Copy, word for word, the part of the records that opens with the line containing "Report x and y for each instance of the cat's eye" and closes with the line containing "x=252, y=640".

* start Data entries *

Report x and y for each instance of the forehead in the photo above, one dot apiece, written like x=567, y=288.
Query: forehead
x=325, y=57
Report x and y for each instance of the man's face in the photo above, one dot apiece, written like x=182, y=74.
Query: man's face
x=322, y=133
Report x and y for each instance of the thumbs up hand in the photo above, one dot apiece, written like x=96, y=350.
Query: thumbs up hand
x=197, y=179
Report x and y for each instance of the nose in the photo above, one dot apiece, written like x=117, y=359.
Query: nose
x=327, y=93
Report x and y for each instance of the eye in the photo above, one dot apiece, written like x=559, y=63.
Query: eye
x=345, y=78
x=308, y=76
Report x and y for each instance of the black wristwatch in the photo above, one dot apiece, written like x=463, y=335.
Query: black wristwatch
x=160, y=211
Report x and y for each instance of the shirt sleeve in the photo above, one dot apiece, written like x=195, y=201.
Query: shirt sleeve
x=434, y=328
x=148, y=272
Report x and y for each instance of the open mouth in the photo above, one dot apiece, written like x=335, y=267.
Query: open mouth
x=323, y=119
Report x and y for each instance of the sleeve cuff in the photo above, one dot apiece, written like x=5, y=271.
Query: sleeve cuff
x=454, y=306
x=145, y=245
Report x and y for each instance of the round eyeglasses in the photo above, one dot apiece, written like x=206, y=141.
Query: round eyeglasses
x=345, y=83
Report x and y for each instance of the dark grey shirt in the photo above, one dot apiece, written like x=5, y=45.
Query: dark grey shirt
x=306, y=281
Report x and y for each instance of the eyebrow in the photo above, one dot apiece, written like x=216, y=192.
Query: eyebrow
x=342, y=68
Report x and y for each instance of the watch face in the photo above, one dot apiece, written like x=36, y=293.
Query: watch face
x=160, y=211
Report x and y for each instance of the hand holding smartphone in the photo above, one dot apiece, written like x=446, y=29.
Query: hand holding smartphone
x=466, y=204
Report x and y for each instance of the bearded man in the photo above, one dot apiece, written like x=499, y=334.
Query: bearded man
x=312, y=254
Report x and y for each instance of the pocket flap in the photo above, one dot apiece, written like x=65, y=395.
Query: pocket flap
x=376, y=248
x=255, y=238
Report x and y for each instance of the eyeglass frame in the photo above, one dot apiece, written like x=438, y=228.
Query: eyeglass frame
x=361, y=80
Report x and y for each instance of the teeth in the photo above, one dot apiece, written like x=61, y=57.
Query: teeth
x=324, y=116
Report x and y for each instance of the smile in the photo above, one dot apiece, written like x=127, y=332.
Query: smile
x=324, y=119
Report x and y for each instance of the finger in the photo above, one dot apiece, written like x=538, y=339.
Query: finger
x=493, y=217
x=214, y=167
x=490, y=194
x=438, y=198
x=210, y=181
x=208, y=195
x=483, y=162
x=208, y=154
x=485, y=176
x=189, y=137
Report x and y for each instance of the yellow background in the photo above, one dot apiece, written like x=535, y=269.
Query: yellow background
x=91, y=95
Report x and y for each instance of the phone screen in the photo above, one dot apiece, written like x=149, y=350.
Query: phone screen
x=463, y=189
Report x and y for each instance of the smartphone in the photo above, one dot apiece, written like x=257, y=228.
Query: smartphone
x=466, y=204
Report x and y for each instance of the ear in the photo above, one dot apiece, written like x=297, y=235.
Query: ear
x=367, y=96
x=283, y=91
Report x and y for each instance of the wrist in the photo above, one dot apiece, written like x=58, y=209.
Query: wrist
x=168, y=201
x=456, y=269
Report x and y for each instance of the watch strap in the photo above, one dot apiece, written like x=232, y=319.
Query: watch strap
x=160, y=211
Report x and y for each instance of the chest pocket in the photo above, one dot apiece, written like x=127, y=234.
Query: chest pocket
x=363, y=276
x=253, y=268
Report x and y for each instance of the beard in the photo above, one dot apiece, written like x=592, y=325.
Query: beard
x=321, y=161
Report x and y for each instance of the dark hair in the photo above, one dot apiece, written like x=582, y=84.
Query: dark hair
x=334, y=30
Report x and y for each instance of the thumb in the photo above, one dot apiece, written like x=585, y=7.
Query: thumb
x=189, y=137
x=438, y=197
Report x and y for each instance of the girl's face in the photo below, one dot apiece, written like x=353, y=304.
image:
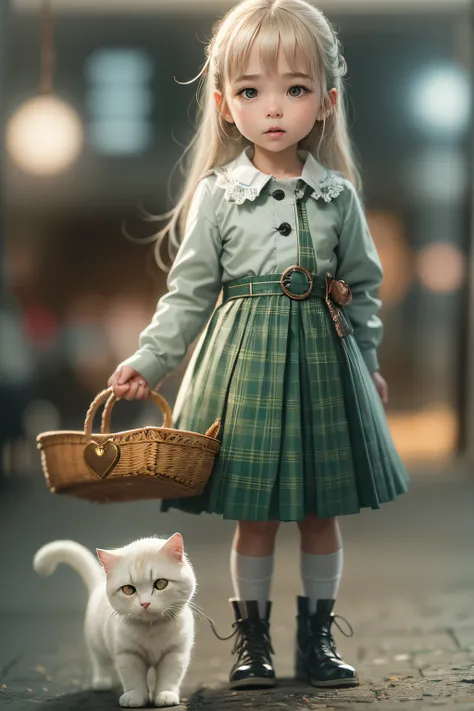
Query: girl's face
x=259, y=102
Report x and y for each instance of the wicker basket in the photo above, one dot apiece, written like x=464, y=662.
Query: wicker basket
x=145, y=463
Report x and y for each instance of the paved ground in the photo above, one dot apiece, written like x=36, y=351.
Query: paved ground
x=408, y=591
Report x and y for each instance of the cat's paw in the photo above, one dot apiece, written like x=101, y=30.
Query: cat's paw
x=167, y=698
x=134, y=699
x=102, y=683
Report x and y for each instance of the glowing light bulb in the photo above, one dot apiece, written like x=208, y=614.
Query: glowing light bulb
x=44, y=136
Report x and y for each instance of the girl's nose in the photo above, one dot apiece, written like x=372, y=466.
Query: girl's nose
x=274, y=111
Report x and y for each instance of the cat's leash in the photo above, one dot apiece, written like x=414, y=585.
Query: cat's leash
x=214, y=629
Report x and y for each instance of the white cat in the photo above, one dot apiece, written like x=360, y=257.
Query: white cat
x=138, y=616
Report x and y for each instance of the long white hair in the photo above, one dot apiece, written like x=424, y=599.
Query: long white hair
x=295, y=26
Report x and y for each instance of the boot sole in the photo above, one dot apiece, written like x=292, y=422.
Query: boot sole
x=252, y=683
x=336, y=683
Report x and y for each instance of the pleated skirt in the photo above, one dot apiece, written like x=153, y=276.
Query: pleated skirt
x=303, y=427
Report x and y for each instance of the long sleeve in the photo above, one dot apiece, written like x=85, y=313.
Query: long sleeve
x=359, y=265
x=194, y=283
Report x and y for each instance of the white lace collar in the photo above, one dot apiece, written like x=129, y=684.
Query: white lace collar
x=243, y=181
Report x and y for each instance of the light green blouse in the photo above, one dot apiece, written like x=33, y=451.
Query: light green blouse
x=232, y=232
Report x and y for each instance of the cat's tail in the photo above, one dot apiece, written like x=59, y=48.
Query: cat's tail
x=75, y=555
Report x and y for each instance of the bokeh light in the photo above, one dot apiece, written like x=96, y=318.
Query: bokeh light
x=441, y=267
x=44, y=136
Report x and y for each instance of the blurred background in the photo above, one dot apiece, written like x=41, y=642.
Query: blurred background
x=94, y=121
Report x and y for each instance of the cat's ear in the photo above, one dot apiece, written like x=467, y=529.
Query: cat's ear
x=174, y=546
x=107, y=559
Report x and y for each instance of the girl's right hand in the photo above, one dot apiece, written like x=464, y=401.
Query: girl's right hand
x=129, y=384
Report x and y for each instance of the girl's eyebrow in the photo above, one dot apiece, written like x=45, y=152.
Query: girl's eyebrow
x=288, y=75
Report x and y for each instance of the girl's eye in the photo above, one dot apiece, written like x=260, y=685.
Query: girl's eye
x=243, y=92
x=128, y=589
x=297, y=91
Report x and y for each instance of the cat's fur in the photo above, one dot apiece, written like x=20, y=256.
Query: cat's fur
x=123, y=636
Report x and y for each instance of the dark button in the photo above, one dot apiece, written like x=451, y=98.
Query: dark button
x=278, y=194
x=284, y=229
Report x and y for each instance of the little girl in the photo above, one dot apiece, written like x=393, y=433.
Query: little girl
x=271, y=216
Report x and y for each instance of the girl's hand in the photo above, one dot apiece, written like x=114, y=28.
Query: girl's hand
x=381, y=386
x=129, y=384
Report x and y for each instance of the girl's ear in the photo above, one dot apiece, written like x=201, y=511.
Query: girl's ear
x=222, y=106
x=324, y=113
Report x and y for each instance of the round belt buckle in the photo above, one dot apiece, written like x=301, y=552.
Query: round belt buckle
x=285, y=282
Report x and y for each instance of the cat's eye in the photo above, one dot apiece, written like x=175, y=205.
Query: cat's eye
x=128, y=589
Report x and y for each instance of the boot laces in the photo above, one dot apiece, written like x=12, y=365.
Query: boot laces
x=326, y=638
x=252, y=640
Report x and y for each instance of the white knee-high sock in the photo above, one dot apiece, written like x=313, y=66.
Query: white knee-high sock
x=252, y=578
x=321, y=575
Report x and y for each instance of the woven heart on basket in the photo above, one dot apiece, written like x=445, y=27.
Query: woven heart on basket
x=143, y=463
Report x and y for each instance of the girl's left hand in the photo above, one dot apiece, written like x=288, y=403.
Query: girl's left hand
x=381, y=386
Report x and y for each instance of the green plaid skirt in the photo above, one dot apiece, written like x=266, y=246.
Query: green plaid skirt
x=303, y=427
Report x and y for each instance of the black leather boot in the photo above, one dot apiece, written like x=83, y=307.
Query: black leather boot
x=317, y=659
x=253, y=667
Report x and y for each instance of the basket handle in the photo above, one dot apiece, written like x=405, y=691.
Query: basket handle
x=158, y=399
x=111, y=400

* end Data entries *

Correct output
Report x and y for each instance of the cat's eye in the photo above, one dot apiece, written like x=175, y=205.
Query: cat's eye
x=128, y=589
Report x and y for each instance of the boot laces in the photo above, one dot apiece, written like x=12, y=365.
Query: boot laces
x=326, y=638
x=252, y=640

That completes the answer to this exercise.